▶ _Work instructions_
Nothing but the lines holding the string "below" should appear in the answer. Copy them from the entries.

▶ _Source material_
━━━
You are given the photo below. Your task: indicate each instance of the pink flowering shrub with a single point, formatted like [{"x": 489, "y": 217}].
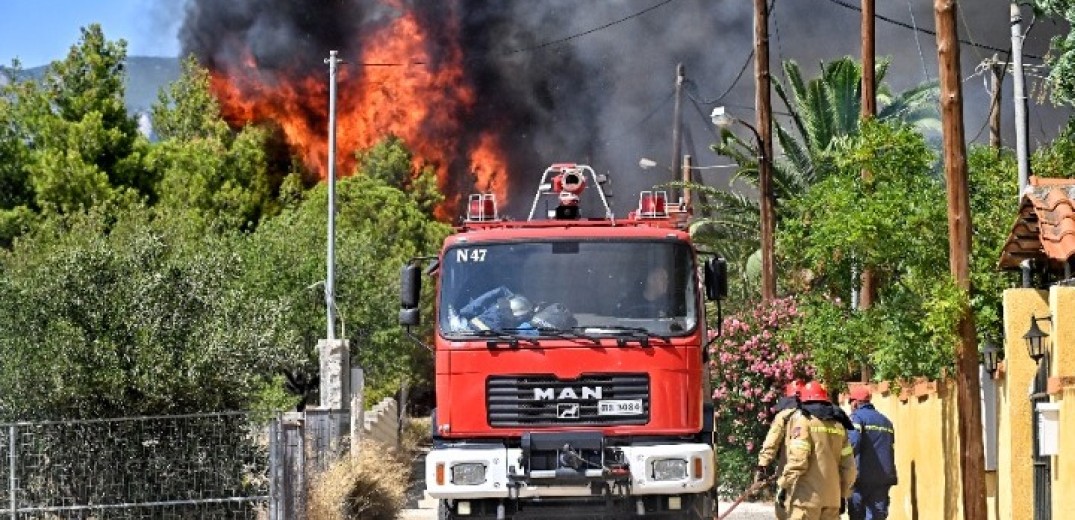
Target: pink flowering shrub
[{"x": 749, "y": 366}]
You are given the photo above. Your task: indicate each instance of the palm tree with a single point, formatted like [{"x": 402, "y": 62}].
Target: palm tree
[{"x": 819, "y": 112}]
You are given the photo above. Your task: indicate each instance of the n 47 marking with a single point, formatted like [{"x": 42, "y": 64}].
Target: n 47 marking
[{"x": 470, "y": 255}]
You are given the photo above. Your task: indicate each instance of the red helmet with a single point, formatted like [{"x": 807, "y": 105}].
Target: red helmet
[
  {"x": 813, "y": 391},
  {"x": 860, "y": 392}
]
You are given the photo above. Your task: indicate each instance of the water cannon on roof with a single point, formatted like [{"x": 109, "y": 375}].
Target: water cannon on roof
[{"x": 565, "y": 182}]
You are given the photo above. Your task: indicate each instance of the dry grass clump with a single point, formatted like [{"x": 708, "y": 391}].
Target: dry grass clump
[
  {"x": 417, "y": 433},
  {"x": 370, "y": 486}
]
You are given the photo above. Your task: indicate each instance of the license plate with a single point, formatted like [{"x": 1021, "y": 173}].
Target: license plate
[{"x": 619, "y": 407}]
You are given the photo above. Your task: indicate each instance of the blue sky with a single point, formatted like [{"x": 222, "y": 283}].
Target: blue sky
[{"x": 40, "y": 31}]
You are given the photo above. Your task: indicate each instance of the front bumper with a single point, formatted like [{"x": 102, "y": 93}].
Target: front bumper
[{"x": 505, "y": 475}]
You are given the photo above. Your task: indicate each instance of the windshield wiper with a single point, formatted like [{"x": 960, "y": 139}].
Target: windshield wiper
[
  {"x": 567, "y": 334},
  {"x": 503, "y": 336},
  {"x": 625, "y": 334}
]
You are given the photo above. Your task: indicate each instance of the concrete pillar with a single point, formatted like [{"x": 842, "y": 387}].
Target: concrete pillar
[
  {"x": 1016, "y": 495},
  {"x": 335, "y": 373}
]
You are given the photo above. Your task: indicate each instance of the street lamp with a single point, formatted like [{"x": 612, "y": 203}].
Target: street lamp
[
  {"x": 1035, "y": 338},
  {"x": 991, "y": 357},
  {"x": 768, "y": 218}
]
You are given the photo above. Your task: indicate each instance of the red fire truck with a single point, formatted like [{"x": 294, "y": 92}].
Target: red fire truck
[{"x": 570, "y": 358}]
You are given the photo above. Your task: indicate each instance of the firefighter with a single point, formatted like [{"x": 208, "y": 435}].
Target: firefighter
[
  {"x": 817, "y": 478},
  {"x": 772, "y": 449},
  {"x": 872, "y": 439}
]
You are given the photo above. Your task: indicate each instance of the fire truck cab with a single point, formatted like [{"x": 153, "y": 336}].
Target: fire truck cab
[{"x": 570, "y": 360}]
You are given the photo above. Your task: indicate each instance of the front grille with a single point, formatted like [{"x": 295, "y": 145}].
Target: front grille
[{"x": 513, "y": 401}]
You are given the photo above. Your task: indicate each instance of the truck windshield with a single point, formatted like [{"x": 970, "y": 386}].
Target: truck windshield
[{"x": 589, "y": 287}]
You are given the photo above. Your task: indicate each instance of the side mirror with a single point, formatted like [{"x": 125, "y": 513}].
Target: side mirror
[
  {"x": 410, "y": 292},
  {"x": 410, "y": 317},
  {"x": 716, "y": 278}
]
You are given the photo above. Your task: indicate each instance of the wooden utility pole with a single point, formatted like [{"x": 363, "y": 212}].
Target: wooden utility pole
[
  {"x": 994, "y": 103},
  {"x": 869, "y": 282},
  {"x": 763, "y": 110},
  {"x": 677, "y": 123},
  {"x": 959, "y": 261},
  {"x": 869, "y": 61}
]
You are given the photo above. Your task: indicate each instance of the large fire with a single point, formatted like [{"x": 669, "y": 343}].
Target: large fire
[{"x": 395, "y": 87}]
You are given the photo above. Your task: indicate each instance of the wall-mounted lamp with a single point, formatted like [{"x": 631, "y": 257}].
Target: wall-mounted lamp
[
  {"x": 1035, "y": 338},
  {"x": 991, "y": 357}
]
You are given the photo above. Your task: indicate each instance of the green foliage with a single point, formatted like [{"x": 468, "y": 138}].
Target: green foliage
[
  {"x": 131, "y": 315},
  {"x": 217, "y": 177},
  {"x": 1062, "y": 57},
  {"x": 390, "y": 161},
  {"x": 749, "y": 366},
  {"x": 68, "y": 143},
  {"x": 822, "y": 111},
  {"x": 993, "y": 208},
  {"x": 1056, "y": 159},
  {"x": 378, "y": 228},
  {"x": 893, "y": 222}
]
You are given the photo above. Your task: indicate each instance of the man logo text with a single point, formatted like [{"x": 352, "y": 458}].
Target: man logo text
[{"x": 567, "y": 393}]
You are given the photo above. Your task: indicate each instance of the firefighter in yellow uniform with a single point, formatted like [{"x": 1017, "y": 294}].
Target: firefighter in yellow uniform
[
  {"x": 817, "y": 479},
  {"x": 772, "y": 449}
]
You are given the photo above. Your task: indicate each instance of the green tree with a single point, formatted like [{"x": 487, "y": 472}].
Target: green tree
[
  {"x": 217, "y": 176},
  {"x": 1062, "y": 57},
  {"x": 68, "y": 142},
  {"x": 16, "y": 195},
  {"x": 378, "y": 228},
  {"x": 86, "y": 148},
  {"x": 892, "y": 222},
  {"x": 129, "y": 314},
  {"x": 821, "y": 110},
  {"x": 390, "y": 161}
]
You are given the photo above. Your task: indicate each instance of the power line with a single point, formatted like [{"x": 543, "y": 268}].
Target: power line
[
  {"x": 590, "y": 31},
  {"x": 918, "y": 43},
  {"x": 540, "y": 45},
  {"x": 926, "y": 31},
  {"x": 690, "y": 84},
  {"x": 645, "y": 118}
]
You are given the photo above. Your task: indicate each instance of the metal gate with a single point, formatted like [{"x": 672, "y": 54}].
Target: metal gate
[
  {"x": 302, "y": 445},
  {"x": 196, "y": 465},
  {"x": 1043, "y": 464}
]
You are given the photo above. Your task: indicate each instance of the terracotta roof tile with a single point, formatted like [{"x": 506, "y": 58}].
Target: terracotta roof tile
[{"x": 1045, "y": 228}]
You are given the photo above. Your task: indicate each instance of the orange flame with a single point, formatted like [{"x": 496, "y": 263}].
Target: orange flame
[{"x": 393, "y": 88}]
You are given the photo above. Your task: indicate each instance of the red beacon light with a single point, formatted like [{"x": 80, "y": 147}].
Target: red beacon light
[{"x": 482, "y": 207}]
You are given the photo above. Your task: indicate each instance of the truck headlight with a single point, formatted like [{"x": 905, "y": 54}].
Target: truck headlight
[
  {"x": 670, "y": 470},
  {"x": 468, "y": 474}
]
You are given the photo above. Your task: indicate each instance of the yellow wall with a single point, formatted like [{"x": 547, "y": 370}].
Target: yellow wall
[
  {"x": 926, "y": 422},
  {"x": 1014, "y": 465},
  {"x": 1063, "y": 467},
  {"x": 1062, "y": 358},
  {"x": 926, "y": 451}
]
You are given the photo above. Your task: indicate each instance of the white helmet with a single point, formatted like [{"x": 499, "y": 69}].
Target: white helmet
[{"x": 521, "y": 308}]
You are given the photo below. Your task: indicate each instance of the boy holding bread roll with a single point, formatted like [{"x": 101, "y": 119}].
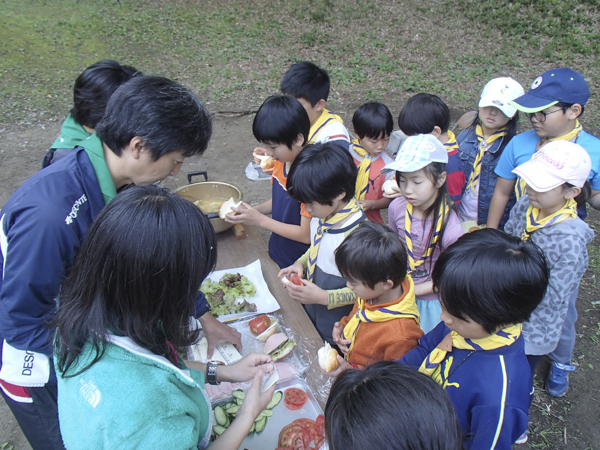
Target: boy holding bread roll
[
  {"x": 384, "y": 323},
  {"x": 282, "y": 125}
]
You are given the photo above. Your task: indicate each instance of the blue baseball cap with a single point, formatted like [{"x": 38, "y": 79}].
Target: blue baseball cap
[
  {"x": 417, "y": 152},
  {"x": 563, "y": 85}
]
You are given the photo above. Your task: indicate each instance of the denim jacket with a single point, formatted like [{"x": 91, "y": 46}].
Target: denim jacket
[{"x": 467, "y": 152}]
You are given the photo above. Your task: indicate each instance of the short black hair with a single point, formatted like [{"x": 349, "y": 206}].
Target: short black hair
[
  {"x": 491, "y": 278},
  {"x": 279, "y": 120},
  {"x": 93, "y": 88},
  {"x": 167, "y": 116},
  {"x": 373, "y": 120},
  {"x": 306, "y": 80},
  {"x": 320, "y": 173},
  {"x": 136, "y": 275},
  {"x": 369, "y": 410},
  {"x": 372, "y": 254},
  {"x": 422, "y": 113}
]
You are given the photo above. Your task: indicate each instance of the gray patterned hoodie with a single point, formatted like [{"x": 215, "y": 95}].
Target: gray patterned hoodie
[{"x": 564, "y": 245}]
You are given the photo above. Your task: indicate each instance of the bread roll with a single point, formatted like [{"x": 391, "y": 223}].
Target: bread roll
[
  {"x": 267, "y": 163},
  {"x": 328, "y": 358}
]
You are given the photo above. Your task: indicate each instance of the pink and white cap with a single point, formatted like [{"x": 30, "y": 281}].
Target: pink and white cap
[{"x": 556, "y": 163}]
━━━
▶ _Reply_
You are given the photo below. Your task: indicate each instance of the pink flowering shrub with a single point, formatted like [{"x": 489, "y": 217}].
You are given the photo below. Your task: indicate each instance of the boy holding bread roll with a single point, formatted like [{"x": 101, "y": 119}].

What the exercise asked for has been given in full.